SET PROBLEM:
Please write out the lines below verbatim, leaving out any pictures.

(Location identification entries)

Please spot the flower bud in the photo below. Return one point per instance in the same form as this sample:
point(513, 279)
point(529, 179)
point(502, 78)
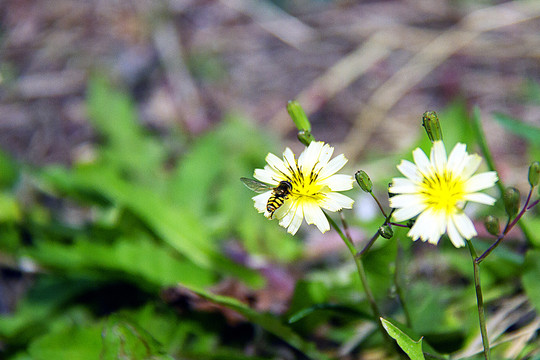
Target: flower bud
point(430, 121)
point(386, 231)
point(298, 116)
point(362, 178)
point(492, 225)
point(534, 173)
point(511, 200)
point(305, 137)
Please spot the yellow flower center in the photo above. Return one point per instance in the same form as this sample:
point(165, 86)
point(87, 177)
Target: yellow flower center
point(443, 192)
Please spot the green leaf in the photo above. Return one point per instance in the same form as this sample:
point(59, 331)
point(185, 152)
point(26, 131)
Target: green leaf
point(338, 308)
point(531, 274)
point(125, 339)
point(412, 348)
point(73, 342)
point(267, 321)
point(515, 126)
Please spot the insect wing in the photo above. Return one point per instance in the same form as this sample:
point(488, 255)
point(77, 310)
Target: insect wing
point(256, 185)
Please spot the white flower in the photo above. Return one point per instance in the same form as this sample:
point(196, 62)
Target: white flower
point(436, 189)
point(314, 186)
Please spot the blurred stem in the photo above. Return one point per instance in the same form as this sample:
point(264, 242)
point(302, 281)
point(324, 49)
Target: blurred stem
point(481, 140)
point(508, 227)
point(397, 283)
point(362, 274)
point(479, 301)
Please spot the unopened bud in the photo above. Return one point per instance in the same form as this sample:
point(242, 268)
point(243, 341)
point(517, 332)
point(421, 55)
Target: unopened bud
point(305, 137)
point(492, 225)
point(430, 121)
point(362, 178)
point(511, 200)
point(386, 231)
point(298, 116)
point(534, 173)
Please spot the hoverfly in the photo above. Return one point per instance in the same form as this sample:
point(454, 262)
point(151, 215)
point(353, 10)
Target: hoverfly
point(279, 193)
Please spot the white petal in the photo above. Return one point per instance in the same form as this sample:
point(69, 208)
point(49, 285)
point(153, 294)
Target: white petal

ANSWER TO THIS PROBLEM:
Please spot the flower bud in the photo below. Return one point per instance in the same form as this sample:
point(513, 279)
point(529, 179)
point(502, 78)
Target: flower bud
point(430, 121)
point(386, 231)
point(298, 116)
point(362, 178)
point(492, 225)
point(534, 173)
point(511, 200)
point(305, 137)
Please spot the yellow flower center in the photo above. Return one point per instance in the same form as this sample:
point(165, 86)
point(87, 177)
Target: yellow flower center
point(443, 192)
Please spot the green leaf in the photo above. Return one point per instance in the same form as this sample:
point(59, 331)
point(185, 152)
point(26, 131)
Target: green leaf
point(338, 308)
point(531, 274)
point(125, 339)
point(412, 348)
point(73, 342)
point(267, 321)
point(515, 126)
Please spot the insect wing in the photo above. Return one point per instance in the same form as this sample:
point(488, 255)
point(77, 310)
Target: insect wing
point(256, 185)
Please spot the white flower in the photo above. Return one point per instance in the same form as this sample:
point(196, 62)
Target: white flower
point(436, 189)
point(314, 186)
Please spot the blurred stem in the photo above. Return one point per instance in the same form as this sample:
point(264, 242)
point(302, 281)
point(324, 49)
Target: blurred stem
point(481, 140)
point(508, 227)
point(397, 283)
point(362, 274)
point(479, 301)
Please spot the unopened bud in the photo above. Return one point per instance in the same form as this sample:
point(242, 268)
point(243, 341)
point(517, 332)
point(421, 55)
Target: unopened bud
point(305, 137)
point(492, 225)
point(430, 121)
point(362, 178)
point(511, 200)
point(386, 231)
point(298, 116)
point(534, 173)
Please spot the hoverfly in the photo above. Return one point per instance in the same form as this sample:
point(454, 262)
point(151, 215)
point(353, 10)
Target: hoverfly
point(279, 193)
Please spot the white petal in the photo above. Return one point per instance in the same form as this sample:
point(69, 208)
point(49, 285)
point(153, 294)
Target: white petal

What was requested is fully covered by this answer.